-- START --

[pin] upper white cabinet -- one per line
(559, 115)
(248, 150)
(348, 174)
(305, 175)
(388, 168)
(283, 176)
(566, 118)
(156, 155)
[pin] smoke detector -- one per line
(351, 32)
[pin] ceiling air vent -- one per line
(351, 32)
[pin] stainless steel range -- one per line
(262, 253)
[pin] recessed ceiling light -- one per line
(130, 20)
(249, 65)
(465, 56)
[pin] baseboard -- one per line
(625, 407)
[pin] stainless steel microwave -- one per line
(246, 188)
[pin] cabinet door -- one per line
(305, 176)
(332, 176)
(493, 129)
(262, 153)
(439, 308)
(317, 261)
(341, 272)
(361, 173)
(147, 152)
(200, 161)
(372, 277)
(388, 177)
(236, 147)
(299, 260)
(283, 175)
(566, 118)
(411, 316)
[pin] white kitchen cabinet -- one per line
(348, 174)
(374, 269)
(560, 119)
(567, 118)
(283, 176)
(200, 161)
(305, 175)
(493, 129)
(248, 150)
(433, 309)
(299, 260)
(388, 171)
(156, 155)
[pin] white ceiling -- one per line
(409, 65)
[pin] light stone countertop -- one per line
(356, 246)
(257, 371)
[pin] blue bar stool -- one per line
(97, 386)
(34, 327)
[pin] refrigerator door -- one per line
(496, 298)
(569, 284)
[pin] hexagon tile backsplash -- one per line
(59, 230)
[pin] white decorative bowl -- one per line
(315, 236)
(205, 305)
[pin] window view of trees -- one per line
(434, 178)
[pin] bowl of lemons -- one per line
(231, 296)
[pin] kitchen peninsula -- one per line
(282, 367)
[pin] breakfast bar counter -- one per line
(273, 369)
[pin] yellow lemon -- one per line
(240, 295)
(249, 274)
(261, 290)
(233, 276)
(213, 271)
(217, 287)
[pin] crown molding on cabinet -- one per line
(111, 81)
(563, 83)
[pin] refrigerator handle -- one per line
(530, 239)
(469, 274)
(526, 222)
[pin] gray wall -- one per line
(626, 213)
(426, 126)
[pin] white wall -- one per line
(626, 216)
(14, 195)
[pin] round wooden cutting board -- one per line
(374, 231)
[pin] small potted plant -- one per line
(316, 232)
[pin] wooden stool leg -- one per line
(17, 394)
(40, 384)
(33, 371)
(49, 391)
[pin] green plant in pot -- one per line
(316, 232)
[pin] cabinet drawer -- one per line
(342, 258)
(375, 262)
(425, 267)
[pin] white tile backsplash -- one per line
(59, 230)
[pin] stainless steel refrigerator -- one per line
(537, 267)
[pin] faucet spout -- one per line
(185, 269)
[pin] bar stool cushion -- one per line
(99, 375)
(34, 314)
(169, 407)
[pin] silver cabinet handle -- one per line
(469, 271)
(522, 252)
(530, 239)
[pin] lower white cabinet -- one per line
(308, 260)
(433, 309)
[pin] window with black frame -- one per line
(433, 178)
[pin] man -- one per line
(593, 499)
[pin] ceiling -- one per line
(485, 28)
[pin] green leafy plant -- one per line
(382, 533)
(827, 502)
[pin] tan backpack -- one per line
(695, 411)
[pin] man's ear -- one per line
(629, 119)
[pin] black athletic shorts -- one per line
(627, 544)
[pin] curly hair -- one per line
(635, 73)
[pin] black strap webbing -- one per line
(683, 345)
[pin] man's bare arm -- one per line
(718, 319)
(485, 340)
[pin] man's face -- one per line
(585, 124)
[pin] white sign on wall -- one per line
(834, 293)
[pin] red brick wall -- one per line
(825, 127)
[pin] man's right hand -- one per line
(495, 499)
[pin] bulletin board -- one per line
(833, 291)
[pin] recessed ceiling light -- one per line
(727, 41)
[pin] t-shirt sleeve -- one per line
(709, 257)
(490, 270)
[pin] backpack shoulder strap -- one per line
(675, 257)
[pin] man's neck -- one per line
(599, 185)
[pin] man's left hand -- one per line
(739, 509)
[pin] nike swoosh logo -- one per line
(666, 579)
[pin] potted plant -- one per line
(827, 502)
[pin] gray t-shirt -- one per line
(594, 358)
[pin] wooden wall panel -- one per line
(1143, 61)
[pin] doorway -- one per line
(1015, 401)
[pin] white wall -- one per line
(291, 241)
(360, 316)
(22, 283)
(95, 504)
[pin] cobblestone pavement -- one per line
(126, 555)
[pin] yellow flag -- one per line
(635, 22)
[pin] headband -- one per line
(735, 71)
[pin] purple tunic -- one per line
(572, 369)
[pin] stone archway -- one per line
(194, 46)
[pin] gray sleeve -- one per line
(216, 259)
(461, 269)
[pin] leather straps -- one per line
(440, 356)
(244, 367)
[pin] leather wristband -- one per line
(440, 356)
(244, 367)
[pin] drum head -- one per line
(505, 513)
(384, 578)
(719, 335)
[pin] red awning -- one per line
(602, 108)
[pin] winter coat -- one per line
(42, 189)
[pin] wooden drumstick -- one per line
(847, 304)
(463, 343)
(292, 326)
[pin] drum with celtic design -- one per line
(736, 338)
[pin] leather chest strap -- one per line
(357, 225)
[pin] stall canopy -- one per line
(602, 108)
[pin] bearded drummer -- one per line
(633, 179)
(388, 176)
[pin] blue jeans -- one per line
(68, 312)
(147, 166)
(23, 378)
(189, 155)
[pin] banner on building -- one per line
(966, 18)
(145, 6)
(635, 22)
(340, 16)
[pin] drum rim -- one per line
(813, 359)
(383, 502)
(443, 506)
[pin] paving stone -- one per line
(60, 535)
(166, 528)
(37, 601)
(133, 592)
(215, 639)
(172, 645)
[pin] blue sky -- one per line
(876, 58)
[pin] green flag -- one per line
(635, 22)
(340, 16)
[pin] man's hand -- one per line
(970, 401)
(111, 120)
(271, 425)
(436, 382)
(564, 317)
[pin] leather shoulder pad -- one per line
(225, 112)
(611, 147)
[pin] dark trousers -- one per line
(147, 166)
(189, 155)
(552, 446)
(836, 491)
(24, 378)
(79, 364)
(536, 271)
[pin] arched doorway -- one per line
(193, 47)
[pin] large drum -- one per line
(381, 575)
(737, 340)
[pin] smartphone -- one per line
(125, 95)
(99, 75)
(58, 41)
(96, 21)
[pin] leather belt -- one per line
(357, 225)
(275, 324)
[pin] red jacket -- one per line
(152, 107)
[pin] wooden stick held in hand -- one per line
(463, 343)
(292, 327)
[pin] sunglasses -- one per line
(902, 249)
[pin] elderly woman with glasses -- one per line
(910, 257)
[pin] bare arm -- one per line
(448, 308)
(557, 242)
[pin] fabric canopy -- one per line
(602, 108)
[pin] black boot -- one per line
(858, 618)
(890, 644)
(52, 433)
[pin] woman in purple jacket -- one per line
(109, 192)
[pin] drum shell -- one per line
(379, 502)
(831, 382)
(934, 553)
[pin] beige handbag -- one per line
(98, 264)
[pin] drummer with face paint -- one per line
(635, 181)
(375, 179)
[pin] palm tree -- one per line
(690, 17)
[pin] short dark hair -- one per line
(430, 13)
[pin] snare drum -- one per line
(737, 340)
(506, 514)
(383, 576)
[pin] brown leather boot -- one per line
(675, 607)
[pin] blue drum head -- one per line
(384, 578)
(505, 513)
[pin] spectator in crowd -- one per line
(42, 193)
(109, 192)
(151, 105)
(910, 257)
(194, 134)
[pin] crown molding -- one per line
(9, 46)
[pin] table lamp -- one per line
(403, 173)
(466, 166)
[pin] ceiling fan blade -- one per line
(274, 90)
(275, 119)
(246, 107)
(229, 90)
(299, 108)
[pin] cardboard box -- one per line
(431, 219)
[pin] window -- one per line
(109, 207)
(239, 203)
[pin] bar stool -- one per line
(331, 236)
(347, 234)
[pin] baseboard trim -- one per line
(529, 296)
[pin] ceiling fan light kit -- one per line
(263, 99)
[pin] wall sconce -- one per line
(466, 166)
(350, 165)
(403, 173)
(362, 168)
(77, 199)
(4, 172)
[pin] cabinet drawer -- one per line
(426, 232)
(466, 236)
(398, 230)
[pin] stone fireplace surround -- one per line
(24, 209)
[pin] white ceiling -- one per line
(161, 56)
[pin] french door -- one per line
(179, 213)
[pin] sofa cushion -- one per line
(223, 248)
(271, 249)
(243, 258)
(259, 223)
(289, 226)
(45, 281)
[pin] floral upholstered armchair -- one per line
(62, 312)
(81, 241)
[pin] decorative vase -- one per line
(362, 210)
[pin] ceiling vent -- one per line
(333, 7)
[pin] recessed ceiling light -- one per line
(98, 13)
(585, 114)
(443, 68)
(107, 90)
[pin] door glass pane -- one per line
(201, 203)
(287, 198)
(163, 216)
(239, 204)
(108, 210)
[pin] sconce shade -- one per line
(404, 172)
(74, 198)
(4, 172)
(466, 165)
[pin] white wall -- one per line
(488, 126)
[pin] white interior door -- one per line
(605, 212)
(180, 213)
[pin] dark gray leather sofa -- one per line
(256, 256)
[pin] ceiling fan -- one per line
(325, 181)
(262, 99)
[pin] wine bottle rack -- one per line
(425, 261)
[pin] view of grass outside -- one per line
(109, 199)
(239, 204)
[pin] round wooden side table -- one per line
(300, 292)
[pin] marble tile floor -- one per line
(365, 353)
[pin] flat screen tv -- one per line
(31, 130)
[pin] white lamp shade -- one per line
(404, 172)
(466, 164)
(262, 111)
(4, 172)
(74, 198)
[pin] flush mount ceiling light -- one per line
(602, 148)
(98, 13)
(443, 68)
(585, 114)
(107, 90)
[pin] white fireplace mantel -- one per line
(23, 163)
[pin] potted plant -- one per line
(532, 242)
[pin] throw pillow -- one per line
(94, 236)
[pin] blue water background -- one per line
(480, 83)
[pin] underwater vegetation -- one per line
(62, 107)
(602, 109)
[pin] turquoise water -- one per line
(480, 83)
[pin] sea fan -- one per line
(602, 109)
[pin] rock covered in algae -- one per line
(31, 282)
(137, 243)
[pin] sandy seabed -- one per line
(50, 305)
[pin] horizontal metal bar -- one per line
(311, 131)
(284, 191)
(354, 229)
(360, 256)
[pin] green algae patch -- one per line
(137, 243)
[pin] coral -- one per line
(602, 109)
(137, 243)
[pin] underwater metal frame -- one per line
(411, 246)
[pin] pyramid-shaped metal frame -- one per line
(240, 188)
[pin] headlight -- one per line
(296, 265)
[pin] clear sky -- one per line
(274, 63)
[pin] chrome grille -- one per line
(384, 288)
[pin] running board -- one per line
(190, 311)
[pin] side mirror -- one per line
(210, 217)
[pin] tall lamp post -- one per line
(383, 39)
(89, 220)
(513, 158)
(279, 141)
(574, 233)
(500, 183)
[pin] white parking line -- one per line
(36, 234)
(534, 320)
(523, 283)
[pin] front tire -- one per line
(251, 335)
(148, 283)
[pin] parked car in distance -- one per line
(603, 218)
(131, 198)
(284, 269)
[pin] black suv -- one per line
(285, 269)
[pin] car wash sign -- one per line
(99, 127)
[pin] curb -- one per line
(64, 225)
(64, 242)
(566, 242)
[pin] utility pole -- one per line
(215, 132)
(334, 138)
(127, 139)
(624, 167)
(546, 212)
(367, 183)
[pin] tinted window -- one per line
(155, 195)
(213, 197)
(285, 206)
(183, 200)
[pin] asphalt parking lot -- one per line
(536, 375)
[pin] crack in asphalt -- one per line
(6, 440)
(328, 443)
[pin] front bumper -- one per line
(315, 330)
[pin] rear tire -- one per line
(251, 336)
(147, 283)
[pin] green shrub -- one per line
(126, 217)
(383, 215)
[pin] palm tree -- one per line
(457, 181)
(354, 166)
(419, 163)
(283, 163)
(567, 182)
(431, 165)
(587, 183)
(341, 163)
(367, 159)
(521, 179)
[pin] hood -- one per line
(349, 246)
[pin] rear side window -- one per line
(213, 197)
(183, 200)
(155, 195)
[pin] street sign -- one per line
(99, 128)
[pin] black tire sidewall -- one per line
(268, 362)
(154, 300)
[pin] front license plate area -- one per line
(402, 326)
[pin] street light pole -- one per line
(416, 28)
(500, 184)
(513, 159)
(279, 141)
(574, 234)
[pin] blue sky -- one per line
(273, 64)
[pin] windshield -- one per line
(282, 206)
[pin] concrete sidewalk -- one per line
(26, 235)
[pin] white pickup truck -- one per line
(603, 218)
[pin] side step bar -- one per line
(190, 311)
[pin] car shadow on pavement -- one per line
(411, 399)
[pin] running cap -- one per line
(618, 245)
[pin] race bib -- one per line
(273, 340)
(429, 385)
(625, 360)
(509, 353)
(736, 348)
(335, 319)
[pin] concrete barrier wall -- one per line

-- END --

§ Task to complete: Copy the listing above word for word, from the line containing "[pin] race bib -- one per line" through the end of the listing, including both of those ends.

§ Worked solution:
[pin] race bib -- one per line
(273, 340)
(429, 385)
(625, 360)
(509, 353)
(736, 348)
(335, 319)
[pin] concrete barrier wall -- one per line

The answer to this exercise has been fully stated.